> [Work request] Find the line containing "Keypoint placement: for each instance of the window, put" in the data below and repeat it, along with all later lines, exactly through the last one.

(Region pointing data)
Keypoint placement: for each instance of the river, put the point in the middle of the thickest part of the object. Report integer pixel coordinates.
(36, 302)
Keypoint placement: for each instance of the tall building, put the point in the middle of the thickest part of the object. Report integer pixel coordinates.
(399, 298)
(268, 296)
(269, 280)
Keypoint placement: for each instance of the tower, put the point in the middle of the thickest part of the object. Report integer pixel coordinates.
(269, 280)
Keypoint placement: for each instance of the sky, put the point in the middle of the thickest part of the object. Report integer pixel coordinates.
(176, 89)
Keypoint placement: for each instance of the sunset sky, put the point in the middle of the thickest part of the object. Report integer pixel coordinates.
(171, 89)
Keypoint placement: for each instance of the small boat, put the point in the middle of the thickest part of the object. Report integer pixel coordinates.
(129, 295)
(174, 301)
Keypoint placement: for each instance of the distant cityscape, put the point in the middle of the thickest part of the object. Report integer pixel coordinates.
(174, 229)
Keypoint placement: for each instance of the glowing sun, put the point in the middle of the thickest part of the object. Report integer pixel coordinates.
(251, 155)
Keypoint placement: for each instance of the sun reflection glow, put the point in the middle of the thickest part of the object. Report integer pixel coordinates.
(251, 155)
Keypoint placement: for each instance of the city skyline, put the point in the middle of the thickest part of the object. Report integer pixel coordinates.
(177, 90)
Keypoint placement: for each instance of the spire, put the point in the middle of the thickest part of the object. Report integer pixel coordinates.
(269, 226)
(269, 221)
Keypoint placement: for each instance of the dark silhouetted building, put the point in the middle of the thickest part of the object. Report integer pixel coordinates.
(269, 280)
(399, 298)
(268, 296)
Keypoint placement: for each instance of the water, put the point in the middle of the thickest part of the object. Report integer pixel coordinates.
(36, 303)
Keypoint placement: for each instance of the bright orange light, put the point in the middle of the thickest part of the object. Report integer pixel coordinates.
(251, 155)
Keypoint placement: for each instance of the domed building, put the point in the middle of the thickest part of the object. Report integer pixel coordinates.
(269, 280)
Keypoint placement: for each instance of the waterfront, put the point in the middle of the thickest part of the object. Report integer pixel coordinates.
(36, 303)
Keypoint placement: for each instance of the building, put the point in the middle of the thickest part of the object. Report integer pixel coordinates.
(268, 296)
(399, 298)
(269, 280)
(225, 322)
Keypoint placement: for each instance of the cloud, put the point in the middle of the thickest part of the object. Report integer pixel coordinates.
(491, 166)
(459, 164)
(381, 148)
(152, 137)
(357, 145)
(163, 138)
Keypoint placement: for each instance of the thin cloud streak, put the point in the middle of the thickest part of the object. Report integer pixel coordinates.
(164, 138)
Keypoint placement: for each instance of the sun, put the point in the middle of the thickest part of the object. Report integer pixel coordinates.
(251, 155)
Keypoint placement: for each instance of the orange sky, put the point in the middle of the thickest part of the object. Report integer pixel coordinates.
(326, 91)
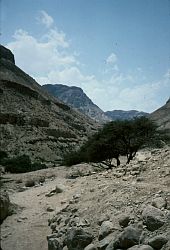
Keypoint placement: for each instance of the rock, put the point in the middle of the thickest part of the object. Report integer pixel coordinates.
(159, 202)
(54, 243)
(4, 205)
(78, 239)
(105, 229)
(143, 247)
(90, 247)
(153, 218)
(158, 241)
(128, 238)
(50, 209)
(6, 54)
(104, 242)
(124, 219)
(58, 189)
(104, 217)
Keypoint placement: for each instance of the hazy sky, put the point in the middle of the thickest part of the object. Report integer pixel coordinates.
(118, 51)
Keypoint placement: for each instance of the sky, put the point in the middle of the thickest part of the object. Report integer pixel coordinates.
(117, 51)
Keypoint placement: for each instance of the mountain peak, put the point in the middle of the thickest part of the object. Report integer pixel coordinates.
(76, 98)
(6, 54)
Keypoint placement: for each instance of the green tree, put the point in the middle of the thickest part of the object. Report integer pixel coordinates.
(117, 138)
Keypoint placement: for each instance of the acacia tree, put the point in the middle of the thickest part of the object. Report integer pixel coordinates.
(117, 138)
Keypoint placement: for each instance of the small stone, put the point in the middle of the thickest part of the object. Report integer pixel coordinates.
(105, 229)
(158, 241)
(77, 238)
(50, 209)
(128, 238)
(124, 220)
(159, 202)
(103, 218)
(153, 218)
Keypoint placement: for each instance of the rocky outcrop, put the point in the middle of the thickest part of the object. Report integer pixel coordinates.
(6, 54)
(124, 115)
(76, 98)
(4, 205)
(161, 117)
(33, 122)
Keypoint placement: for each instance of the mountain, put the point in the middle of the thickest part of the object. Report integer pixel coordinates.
(32, 121)
(124, 115)
(76, 98)
(162, 116)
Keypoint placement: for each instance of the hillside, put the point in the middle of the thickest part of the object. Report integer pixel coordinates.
(162, 116)
(32, 121)
(124, 115)
(76, 98)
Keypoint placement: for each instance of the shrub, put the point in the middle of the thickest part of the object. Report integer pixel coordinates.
(3, 155)
(117, 138)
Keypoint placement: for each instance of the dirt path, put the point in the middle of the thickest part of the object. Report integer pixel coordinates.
(28, 229)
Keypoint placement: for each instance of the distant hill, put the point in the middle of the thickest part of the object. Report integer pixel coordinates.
(124, 115)
(162, 116)
(76, 98)
(32, 121)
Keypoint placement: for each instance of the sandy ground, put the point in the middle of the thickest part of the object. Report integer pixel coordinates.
(28, 229)
(100, 192)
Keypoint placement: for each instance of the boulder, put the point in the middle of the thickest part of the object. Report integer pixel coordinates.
(4, 205)
(78, 239)
(124, 220)
(105, 242)
(153, 218)
(159, 202)
(105, 229)
(54, 243)
(158, 241)
(128, 238)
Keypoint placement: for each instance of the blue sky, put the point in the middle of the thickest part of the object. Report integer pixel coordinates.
(118, 51)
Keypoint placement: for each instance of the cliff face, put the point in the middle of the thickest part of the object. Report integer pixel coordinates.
(162, 116)
(32, 121)
(77, 99)
(124, 115)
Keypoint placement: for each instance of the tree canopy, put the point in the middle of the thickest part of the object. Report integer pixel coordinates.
(117, 138)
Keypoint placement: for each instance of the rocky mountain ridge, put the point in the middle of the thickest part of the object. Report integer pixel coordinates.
(162, 116)
(76, 98)
(124, 115)
(32, 121)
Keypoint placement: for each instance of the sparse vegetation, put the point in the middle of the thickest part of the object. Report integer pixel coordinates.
(117, 138)
(21, 164)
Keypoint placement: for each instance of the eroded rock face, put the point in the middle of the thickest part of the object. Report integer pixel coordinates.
(78, 239)
(128, 238)
(4, 205)
(153, 218)
(6, 54)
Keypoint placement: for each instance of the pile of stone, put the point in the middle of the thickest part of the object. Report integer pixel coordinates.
(151, 230)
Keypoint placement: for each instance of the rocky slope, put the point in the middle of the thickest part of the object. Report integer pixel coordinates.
(97, 210)
(124, 115)
(162, 116)
(76, 98)
(32, 121)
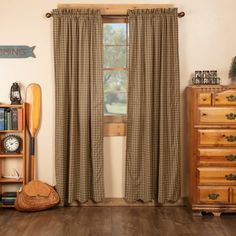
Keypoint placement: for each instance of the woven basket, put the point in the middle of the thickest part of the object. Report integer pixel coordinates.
(36, 196)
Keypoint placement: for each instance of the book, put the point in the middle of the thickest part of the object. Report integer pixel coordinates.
(19, 119)
(14, 118)
(8, 119)
(2, 110)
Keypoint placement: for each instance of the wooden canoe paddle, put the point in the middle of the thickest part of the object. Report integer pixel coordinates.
(33, 115)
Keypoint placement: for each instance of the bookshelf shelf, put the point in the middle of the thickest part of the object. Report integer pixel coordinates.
(11, 155)
(17, 128)
(10, 180)
(10, 131)
(9, 105)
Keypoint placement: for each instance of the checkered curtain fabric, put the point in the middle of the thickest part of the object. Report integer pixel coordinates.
(153, 132)
(79, 105)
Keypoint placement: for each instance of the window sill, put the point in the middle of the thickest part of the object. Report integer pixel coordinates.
(115, 125)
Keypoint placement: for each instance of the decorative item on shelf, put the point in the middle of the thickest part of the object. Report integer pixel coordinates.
(232, 72)
(206, 77)
(14, 175)
(12, 143)
(15, 95)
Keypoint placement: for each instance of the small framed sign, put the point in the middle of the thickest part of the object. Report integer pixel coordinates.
(18, 51)
(205, 77)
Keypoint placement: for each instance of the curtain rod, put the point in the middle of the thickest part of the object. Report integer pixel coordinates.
(180, 15)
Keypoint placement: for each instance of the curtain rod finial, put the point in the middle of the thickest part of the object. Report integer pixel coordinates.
(48, 14)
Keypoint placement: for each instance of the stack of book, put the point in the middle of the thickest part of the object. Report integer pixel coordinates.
(10, 118)
(8, 198)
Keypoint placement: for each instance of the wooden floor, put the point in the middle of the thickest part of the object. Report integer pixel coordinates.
(130, 221)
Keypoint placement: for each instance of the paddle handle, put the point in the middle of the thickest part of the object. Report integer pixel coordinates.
(32, 159)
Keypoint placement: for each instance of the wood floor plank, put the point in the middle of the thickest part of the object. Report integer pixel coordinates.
(114, 221)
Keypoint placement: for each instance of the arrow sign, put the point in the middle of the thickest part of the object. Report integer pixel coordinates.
(20, 51)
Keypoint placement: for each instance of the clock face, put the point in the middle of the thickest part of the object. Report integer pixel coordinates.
(12, 143)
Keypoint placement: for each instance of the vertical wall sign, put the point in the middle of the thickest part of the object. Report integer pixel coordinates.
(20, 51)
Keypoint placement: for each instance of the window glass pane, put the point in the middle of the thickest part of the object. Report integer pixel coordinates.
(114, 34)
(115, 56)
(115, 92)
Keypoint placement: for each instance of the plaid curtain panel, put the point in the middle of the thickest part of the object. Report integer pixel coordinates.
(153, 126)
(77, 38)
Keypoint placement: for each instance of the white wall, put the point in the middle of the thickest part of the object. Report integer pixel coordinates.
(207, 38)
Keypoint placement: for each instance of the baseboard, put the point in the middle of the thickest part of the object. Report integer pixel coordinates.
(121, 202)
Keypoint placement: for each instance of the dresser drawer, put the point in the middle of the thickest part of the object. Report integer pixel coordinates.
(218, 156)
(216, 176)
(216, 115)
(227, 97)
(204, 99)
(214, 194)
(233, 195)
(217, 137)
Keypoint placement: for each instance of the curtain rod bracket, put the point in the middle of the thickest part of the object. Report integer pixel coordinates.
(48, 14)
(181, 14)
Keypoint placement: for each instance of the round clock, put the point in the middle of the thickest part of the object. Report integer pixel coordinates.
(12, 143)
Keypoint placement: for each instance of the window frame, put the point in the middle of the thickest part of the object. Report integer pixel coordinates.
(115, 125)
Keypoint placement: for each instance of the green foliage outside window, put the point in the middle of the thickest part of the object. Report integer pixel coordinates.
(115, 64)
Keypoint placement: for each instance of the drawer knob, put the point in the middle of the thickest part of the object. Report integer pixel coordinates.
(230, 177)
(230, 138)
(231, 98)
(231, 157)
(213, 196)
(231, 116)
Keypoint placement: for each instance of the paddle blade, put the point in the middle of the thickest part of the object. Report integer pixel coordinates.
(33, 109)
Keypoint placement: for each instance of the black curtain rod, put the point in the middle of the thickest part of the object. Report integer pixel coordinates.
(180, 15)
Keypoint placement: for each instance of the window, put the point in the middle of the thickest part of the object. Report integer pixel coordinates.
(115, 73)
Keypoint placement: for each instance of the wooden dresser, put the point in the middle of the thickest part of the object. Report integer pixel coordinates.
(212, 148)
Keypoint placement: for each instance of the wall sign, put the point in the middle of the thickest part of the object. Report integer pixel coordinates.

> [Solution for this task]
Keypoint placement: for each instance of the window, put the point in the middle of the thickest part of the object. Report integer pixel coordinates.
(115, 73)
Keypoint placement: for each instance of the wooden dresser, put the point in the middle of the thickest part of the object. Report integer pixel coordinates.
(212, 148)
Keypoint placement: for each instance of the wall sign, put the point in the middle of the thickest part of the object. Report integer pixel coordinates.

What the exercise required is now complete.